EXERCISE PASSAGE:
Solving these problems requires searching for and developing new antibacterial compounds. Metallic nanoparticles offer a possible antimicrobial agent. As many studies have shown, silver nanoparticles (AgNP) have a synergistic effect with other clinically used antibiotics and even other antimicrobial substances [12,13]. These associations between AgNP and antimicrobial drugs can direct the latter towards specific targets and boost their effect by decreasing antimicrobial resistance [12,14].

The great advantage of synthesizing AgNP is the possibility of producing them from the biogenic-sourcing processes—plant extracts or microorganisms (green synthesis)—which are usually easy to perform, economically viable, secure, and scalable [15]. The fungus Fusarium oxysporum is one of the microorganisms that can produce silver nanoparticles. Its production methodology consists of adding silver nitrate (AgNO₃) to a fungal extract, which, by the action of reducing enzymes such as nitrate reductase, will reduce the silver and synthesize silver nanoparticles, attested by the color change of the extract to a yellowish-brown [16,17].

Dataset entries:
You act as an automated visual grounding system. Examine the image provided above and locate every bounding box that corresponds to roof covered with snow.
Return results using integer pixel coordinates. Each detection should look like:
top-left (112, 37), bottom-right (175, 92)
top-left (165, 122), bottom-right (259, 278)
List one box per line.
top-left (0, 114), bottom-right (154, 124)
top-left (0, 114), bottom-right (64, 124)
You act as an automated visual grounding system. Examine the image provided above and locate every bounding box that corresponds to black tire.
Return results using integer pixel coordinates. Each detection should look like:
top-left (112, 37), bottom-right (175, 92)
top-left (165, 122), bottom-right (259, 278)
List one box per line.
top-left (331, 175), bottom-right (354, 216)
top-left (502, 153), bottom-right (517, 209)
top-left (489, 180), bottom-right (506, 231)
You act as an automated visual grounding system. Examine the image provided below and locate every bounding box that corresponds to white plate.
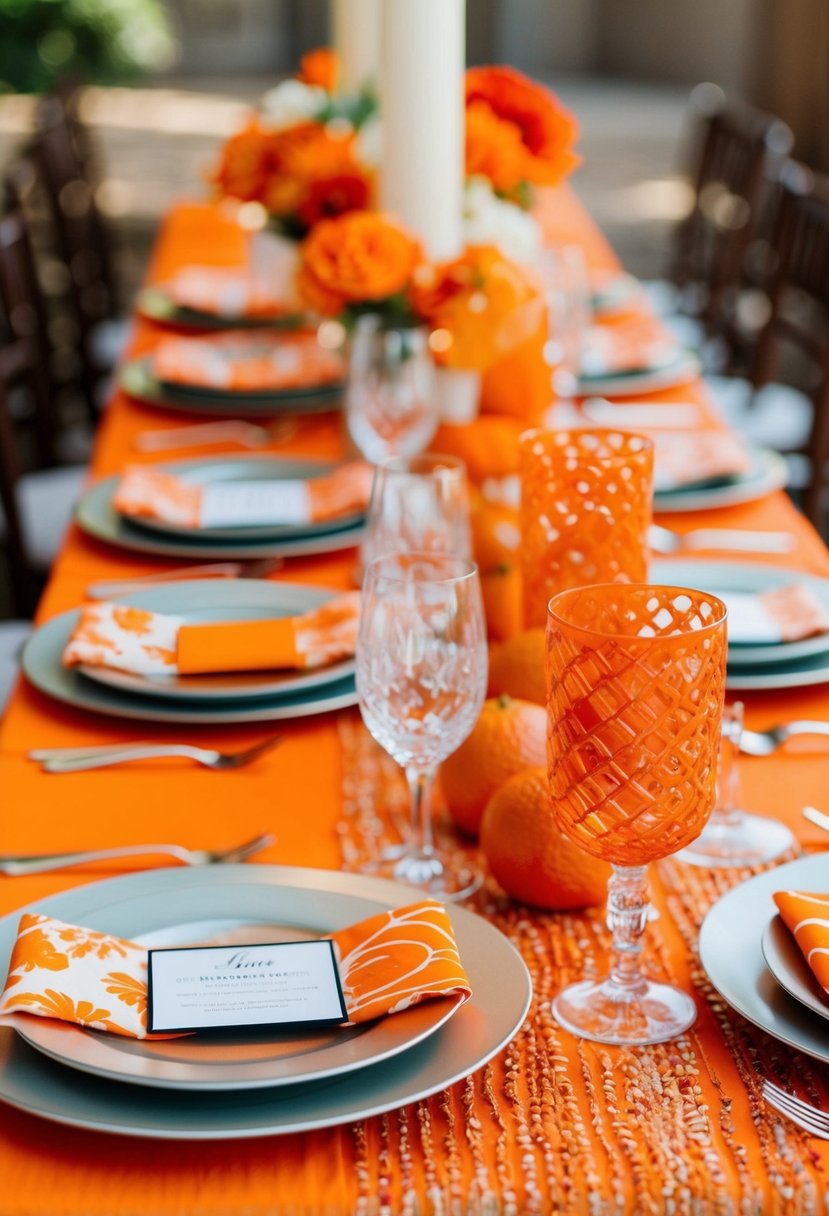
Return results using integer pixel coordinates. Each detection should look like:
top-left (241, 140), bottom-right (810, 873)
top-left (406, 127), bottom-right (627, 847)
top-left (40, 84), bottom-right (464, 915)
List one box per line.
top-left (0, 866), bottom-right (531, 1139)
top-left (78, 579), bottom-right (354, 703)
top-left (654, 447), bottom-right (788, 514)
top-left (761, 914), bottom-right (829, 1018)
top-left (650, 554), bottom-right (829, 674)
top-left (21, 608), bottom-right (357, 726)
top-left (699, 854), bottom-right (829, 1063)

ACTIVITIES:
A - Can you print the passage on silver nanoparticles word for word, from "Solving these problems" to "antimicrobial resistance [12,14]."?
B - Do these statements agree with the passage on silver nanoparticles? Answer yes or no for each, and quote the words of the passage that decide it.
(i) Silver nanoparticles have a synergistic effect with clinically used antibiotics.
(ii) Green synthesis of silver nanoparticles is costly and hard to scale.
(iii) The fungal extract turns blue when the nanoparticles form.
C - How might the passage on silver nanoparticle synthesis go on? Write its next part, starting after its final sentence.

TASK-BY-TASK ANSWERS:
A -
Solving these problems requires searching for and developing new antibacterial compounds. Metallic nanoparticles offer a possible antimicrobial agent. As many studies have shown, silver nanoparticles (AgNP) have a synergistic effect with other clinically used antibiotics and even other antimicrobial substances [12,13]. These associations between AgNP and antimicrobial drugs can direct the latter towards specific targets and boost their effect by decreasing antimicrobial resistance [12,14].

B -
(i) Yes: "silver nanoparticles (AgNP) have a synergistic effect with other clinically used antibiotics"
(ii) No: "usually easy to perform, economically viable, secure, and scalable"
(iii) No: "the color change of the extract to a yellowish-brown"

C -
Repositioning drugs that show antimicrobial activity as a side effect is an alternative against antibiotic-resistant strains [18]. Drug associations can also produce synergism, as some drugs tested under a monotherapy regimen fail to show significant antibacterial activity but are effective when associated with antibiotics, considerably reducing their dose [19,20,21].

Considered one of the most prescribed drugs in the world, with up to 200 million people worldwide using them daily [22], statins are important lipid-lowering agents (exerting their effect by inhibiting the enzyme 3-hydroxy-3methyl-glutaryl-Coenzyme-A reductase—HMG-CoA), leading to a decreased synthesis of cholesterol and low-density lipoproteins circulating in the body. When administered orally, these drugs are well tolerated; however, some patients might experience severe adverse effects like instances of muscle toxicity, leading to rare conditions such as rhabdomyolysis and myopathy [23,24,25].

Studies have evaluated the effects of statins (called pleiotropic effects) besides lowering cholesterol, highlighting their antioxidant [26], anticarcinogenic [27], anticoagulant [28], anti-inflammatory [29], and immunomodulating effects [30].

An effect that has gained increasing prominence is their antimicrobial effect, especially that of simvastatin (SIM), shown to have antimicrobial activity against S. aureus in both planktonic growth and biofilm [31,32]. Simvastatin can also reduce the formation of multispecies biofilms and possibly treat oral infections [33,34].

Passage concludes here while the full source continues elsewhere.